**EXERCISE GOAL**
Extract from the data below each line that contains the word "flower", and copy those lines unchanged.

**THE RECORDS**
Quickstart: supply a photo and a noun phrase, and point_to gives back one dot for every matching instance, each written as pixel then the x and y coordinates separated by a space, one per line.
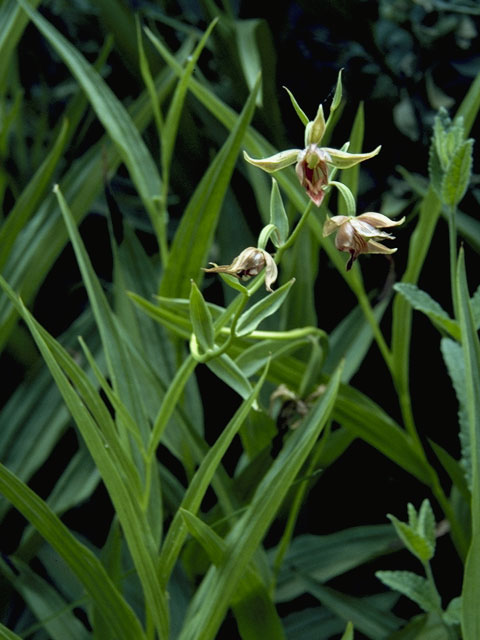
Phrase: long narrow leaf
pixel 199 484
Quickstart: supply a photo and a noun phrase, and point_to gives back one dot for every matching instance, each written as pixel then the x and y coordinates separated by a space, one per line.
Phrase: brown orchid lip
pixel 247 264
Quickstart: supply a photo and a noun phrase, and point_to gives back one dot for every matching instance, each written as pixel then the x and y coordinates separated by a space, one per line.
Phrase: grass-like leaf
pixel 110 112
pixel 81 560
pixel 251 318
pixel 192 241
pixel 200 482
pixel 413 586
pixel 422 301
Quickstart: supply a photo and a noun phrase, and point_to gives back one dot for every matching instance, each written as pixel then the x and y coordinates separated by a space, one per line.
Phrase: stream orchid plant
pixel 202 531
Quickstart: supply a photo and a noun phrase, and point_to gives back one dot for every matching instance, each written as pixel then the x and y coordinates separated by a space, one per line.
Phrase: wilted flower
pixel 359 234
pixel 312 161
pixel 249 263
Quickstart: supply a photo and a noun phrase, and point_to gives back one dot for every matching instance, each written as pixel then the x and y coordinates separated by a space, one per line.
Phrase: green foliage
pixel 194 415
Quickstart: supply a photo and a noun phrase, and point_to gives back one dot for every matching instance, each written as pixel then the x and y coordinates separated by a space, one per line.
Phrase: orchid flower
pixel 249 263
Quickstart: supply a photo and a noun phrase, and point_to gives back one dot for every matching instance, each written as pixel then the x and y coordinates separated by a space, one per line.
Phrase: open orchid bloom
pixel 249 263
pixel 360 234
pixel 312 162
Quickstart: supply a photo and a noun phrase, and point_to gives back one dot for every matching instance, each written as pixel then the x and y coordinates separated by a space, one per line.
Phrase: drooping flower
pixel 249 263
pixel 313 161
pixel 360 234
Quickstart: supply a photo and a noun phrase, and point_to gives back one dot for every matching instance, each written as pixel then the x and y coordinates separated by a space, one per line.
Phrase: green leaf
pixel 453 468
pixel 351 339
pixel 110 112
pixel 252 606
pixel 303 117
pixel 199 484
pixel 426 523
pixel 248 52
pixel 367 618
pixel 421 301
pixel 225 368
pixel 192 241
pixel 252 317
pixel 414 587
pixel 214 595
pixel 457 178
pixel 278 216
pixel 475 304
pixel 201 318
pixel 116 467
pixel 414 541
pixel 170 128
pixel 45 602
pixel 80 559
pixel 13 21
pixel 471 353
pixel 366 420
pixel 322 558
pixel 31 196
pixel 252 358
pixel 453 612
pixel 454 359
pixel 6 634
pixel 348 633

==

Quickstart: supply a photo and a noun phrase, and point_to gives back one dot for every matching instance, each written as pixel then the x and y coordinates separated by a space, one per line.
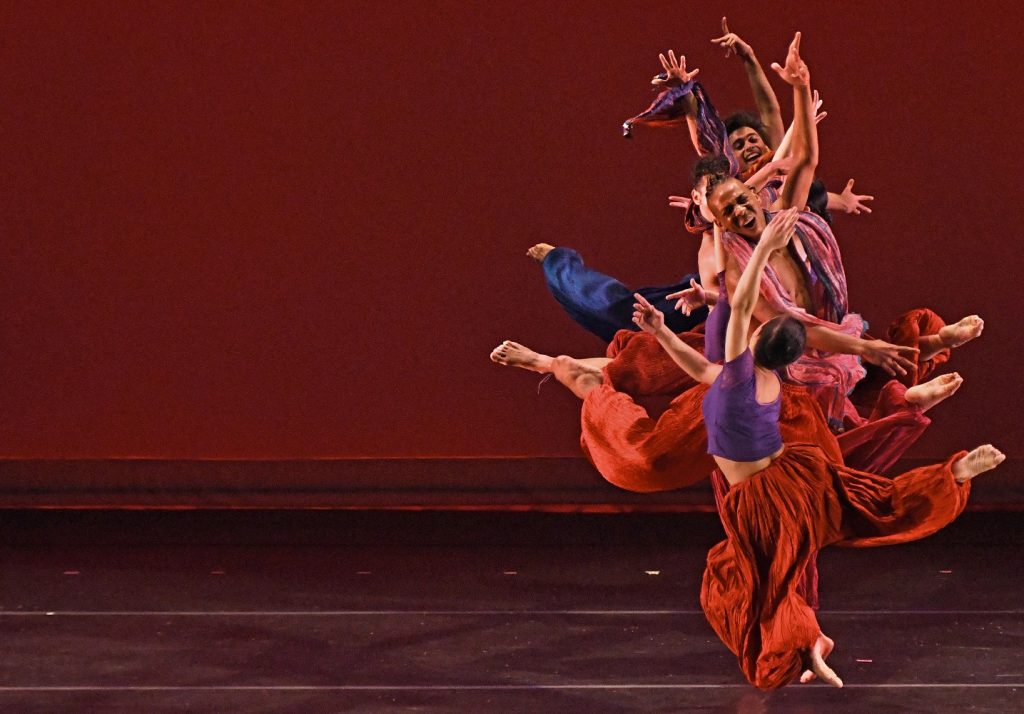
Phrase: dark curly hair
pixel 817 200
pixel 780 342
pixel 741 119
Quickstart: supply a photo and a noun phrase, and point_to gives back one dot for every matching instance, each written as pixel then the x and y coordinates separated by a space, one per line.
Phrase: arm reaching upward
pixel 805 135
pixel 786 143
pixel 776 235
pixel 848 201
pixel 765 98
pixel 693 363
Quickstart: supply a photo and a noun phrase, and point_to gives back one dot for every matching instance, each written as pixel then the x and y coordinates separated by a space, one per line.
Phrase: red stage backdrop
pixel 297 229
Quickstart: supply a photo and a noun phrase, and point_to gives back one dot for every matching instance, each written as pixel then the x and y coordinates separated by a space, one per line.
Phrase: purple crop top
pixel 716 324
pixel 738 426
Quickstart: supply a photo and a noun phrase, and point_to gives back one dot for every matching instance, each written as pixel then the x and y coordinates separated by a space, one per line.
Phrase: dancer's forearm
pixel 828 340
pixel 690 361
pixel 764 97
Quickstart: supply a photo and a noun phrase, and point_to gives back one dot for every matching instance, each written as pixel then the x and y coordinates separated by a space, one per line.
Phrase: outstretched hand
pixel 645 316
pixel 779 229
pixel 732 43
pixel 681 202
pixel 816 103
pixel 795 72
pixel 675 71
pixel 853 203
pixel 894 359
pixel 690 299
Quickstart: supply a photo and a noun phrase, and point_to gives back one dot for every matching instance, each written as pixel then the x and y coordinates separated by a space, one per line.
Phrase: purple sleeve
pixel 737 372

--

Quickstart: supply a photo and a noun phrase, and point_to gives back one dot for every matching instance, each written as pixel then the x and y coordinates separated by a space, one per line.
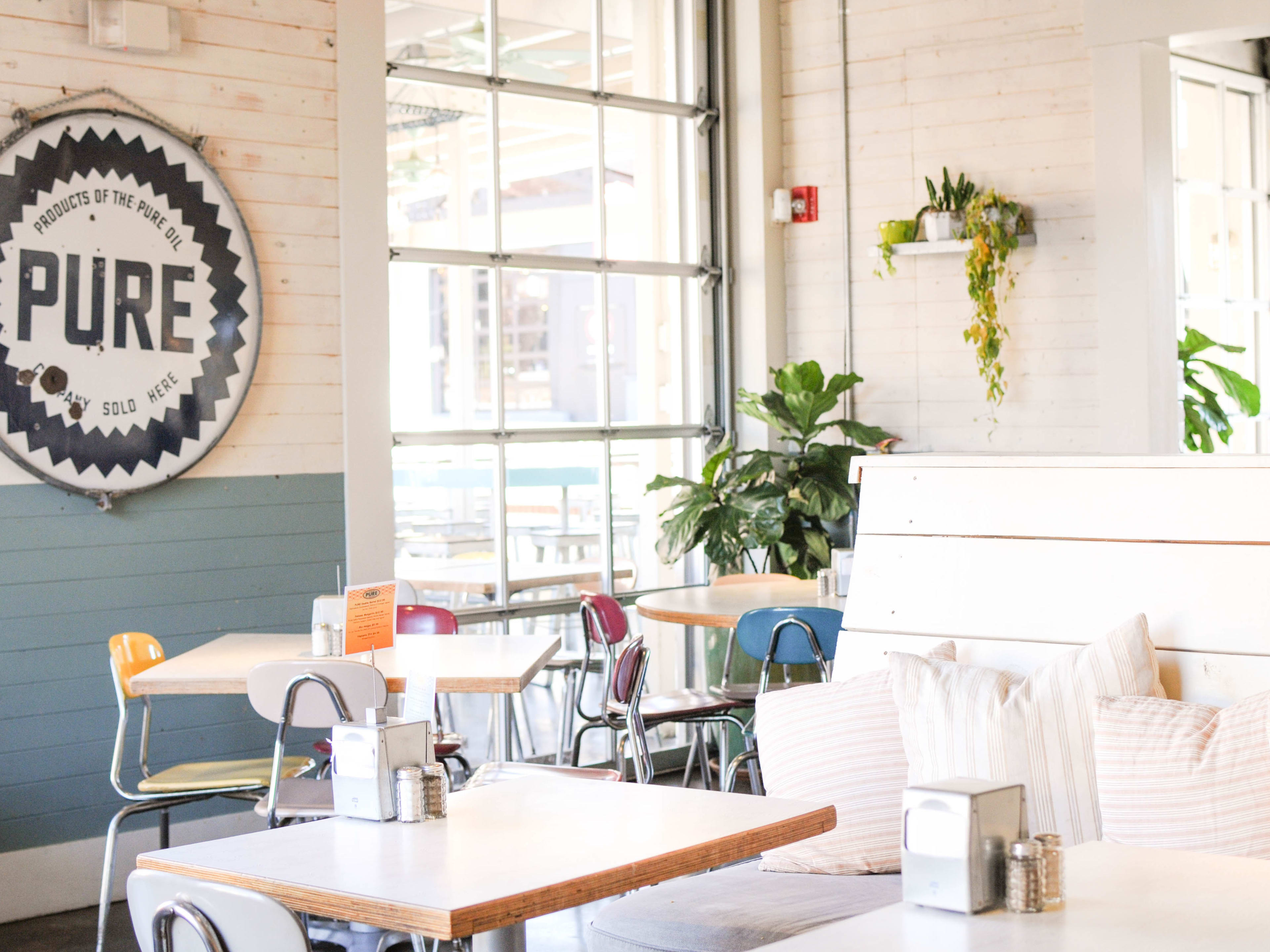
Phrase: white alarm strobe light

**ANSWER FOR THIS EXERCISE**
Phrase: wilted flower
Phrase: orchid flower
Phrase: drooping flower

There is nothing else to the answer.